_Do this:_
According to the profile of the British journalist, what subject did Payne study at Durham University?

_Extract to read:_
════════════════════

British journalist (born 1989)

Sebastian Early Anthony Payne (born 2 July 1989) is a British journalist and former think tank director. He has formerly reported for The Daily Telegraph and The Spectator, before joining the Financial Times in 2016, where he become the paper's Whitehall correspondent. In 2022, he left the paper to become director of the think tank Onward. He left the think tank and joined The Times as a writer and columnist at the end of 2024.

== Early life ==
Payne was born on 2 July 1989, in Gateshead, England. He attended St Thomas More Catholic School, Blaydon, and later the private day school Dame Allan's School for sixth form, where he began studying politics. At Durham University, he studied computer science. He was media editor of the student newspaper Palatinate, and manager of Purple Radio, a student radio station where he also presented a show. During his tenure as manager, Purple Radio received a fine from PRS for Music for not paying any fees for playing music on the station for five years. He graduated from the university's Van Mildert College in 2010 with a Bachelor of Science.

════════════════════

_Dataset section:_
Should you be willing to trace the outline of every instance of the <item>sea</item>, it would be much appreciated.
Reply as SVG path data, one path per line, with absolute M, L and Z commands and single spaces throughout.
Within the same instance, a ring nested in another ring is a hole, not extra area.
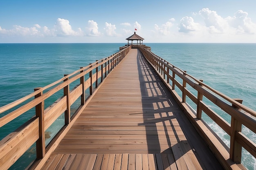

════════════════════

_Answer to this task:_
Computer science.